» **WHAT THE TASK ASKS**: Nothing but the lines from the one with "Can you find the window" through the end of the records below should be written out, and each must match word for word.

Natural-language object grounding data
========================

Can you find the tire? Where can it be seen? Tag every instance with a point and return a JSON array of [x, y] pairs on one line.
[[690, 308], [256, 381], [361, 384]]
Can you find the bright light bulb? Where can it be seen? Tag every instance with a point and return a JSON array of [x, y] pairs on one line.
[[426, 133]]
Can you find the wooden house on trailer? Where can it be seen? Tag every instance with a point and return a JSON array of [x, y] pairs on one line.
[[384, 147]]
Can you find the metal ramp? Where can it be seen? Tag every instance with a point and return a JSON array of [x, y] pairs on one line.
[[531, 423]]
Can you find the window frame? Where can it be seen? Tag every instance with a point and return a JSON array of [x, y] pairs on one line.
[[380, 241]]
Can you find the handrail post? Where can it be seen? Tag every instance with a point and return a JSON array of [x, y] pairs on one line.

========================

» **WRITTEN ANSWER**:
Can you find the window frame? Where can it be seen? Tag every instance with a point and return a JSON array of [x, y] pairs on one line.
[[380, 241]]
Can you find the handrail post? Where can it be seen? Tag every instance with a point and return a JSON array of [x, y] pairs on one line.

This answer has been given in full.